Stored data
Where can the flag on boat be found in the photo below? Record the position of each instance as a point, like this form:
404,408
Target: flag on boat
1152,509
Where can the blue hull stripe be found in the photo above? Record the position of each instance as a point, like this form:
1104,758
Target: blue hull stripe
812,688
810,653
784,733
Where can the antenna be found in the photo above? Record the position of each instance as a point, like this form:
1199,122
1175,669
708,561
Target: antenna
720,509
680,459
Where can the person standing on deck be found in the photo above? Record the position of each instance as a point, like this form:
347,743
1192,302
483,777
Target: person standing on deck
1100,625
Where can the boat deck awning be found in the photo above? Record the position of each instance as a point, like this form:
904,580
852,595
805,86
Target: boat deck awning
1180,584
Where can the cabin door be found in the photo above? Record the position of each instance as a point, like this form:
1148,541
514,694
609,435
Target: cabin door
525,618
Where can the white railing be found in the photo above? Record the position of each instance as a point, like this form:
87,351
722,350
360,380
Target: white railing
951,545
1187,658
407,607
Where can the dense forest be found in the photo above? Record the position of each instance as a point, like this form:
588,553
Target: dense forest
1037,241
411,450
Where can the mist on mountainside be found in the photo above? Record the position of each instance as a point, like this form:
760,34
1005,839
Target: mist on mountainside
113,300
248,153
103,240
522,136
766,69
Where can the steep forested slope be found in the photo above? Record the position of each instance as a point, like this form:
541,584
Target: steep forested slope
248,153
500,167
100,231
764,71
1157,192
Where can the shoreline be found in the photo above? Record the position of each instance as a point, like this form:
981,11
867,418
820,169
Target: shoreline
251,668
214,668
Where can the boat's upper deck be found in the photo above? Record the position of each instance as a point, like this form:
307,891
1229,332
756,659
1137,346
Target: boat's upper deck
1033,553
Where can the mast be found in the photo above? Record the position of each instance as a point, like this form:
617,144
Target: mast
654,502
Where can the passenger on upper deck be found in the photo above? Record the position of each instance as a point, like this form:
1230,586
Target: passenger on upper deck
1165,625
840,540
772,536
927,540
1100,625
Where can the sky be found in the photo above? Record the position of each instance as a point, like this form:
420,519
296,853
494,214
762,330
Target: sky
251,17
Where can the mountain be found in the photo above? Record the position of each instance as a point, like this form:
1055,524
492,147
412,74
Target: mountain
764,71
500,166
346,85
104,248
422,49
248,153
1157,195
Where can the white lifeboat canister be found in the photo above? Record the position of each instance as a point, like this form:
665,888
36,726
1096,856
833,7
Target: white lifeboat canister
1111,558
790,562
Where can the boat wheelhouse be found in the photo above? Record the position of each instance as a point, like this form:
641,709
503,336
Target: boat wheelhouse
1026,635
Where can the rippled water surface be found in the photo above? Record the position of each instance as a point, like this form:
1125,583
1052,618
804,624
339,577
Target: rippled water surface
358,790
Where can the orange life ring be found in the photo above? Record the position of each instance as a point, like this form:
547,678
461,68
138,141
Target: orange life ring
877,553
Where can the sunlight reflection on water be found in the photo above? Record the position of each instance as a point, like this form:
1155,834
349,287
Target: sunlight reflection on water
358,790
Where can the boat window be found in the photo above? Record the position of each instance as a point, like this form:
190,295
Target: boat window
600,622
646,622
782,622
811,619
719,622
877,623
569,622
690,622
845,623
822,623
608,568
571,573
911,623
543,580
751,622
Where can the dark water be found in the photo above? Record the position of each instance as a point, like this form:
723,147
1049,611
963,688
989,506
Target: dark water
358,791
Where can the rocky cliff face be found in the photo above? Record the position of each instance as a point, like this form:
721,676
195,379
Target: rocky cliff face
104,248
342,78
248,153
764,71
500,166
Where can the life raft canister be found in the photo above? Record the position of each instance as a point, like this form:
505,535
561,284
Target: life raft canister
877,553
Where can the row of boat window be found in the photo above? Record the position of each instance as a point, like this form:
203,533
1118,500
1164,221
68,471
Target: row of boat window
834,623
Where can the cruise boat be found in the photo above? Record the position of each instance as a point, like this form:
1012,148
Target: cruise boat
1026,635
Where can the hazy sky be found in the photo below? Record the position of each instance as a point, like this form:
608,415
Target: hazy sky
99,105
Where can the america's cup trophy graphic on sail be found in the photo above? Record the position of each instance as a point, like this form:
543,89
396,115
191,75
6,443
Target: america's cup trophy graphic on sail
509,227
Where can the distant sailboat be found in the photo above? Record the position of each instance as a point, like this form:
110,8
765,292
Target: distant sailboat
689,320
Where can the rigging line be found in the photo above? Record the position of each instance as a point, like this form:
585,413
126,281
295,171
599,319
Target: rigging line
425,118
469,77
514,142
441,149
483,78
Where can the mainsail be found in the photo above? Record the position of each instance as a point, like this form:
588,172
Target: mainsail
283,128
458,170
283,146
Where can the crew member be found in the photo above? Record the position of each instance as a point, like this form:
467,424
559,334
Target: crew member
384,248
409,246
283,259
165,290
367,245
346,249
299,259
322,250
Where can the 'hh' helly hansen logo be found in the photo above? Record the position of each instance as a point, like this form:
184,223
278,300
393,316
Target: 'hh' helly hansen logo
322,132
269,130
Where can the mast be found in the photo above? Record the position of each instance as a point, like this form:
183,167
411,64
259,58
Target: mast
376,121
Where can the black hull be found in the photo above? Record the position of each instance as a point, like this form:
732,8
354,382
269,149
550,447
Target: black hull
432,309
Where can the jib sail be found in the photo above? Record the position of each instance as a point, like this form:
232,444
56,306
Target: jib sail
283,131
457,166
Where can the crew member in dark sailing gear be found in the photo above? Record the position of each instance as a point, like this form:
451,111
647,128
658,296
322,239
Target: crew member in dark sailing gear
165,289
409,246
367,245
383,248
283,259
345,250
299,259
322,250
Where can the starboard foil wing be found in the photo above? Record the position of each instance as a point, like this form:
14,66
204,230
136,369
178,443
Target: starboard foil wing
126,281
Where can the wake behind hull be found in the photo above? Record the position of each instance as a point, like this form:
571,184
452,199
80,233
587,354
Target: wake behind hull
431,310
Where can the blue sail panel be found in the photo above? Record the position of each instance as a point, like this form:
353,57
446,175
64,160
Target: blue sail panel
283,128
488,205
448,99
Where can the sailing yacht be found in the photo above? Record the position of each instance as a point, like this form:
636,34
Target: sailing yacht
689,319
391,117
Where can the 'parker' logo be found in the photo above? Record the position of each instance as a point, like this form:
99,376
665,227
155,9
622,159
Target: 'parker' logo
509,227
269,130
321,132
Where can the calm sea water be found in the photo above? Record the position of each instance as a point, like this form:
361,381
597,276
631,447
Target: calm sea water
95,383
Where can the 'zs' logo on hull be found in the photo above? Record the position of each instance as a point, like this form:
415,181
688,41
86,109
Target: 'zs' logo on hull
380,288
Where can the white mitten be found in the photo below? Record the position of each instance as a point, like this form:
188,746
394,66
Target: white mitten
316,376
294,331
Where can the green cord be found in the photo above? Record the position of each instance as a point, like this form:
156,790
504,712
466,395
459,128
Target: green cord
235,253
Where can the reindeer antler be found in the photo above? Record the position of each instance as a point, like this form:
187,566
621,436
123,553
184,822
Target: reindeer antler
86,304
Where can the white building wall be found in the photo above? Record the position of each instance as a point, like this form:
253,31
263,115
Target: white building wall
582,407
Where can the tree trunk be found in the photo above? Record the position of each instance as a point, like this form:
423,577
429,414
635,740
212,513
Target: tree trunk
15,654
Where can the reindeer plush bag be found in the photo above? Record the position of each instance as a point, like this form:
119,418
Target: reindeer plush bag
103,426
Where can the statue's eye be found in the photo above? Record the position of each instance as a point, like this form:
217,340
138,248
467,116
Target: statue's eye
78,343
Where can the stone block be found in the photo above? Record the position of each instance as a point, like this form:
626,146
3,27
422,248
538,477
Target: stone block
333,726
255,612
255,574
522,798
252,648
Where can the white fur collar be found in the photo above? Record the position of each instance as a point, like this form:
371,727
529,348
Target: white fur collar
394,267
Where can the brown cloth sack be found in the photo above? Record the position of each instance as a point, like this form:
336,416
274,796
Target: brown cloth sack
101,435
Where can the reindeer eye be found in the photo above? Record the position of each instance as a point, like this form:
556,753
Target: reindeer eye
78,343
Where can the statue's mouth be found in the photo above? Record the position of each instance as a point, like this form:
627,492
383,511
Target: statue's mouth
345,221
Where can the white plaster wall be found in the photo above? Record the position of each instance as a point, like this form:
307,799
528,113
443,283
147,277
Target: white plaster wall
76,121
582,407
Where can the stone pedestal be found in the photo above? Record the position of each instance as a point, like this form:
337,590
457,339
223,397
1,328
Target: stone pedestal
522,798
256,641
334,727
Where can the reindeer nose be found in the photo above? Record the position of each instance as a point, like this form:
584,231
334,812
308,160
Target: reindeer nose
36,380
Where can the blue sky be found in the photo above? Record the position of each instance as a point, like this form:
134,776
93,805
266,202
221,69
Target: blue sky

→ **Exercise**
Output exactly the lines between the one containing "Where can the statue's eye" and the final line above, both inclusive.

→ **Written reply**
Where can the statue's eye be found in the photo above? Record the position of each instance as a point, like this form:
217,340
138,248
467,116
Target: statue's eye
78,343
Where can the stone block be found in the photo above? Record the position of each instance as a point, like this form:
626,146
3,27
422,248
538,477
Target: stone block
333,726
255,612
255,574
522,798
252,648
Where can the white fur collar be found in the photo above? Record the position of each instance as a point, like this form:
371,727
529,348
Target: white fur collar
394,267
Where can the brown cloth sack be found in the photo above? Record the position of each instance as a point, like this form:
336,416
274,796
Target: brown cloth sack
101,435
Where can the reindeer eye be found in the photo above? Record the position of each instance as a point, like this form:
556,753
Target: reindeer eye
78,343
Where can the statue's mouth be found in the photo above? Record the position of each instance as a point, like this form:
627,492
383,511
Target: statue's mouth
345,221
Where can the white plaster wall be found in the photo above? Record the position of each instance as a point, like this form:
307,799
528,113
443,283
147,277
Target: white plaster wall
76,121
582,407
Where can the stone pedestal be found in the photo above? Record the position of each instance as a point, like this form:
337,590
457,339
223,397
1,328
Target: stone pedestal
522,798
256,641
334,727
Where can the reindeer nose be found in the photo above? Record the position of each instance as a point, like this form:
584,231
334,812
308,160
Target: reindeer nose
36,380
Where can the blue sky be found in the photo above? Record the position of each instance as a point, like this form:
134,776
93,805
266,202
221,69
Target: blue sky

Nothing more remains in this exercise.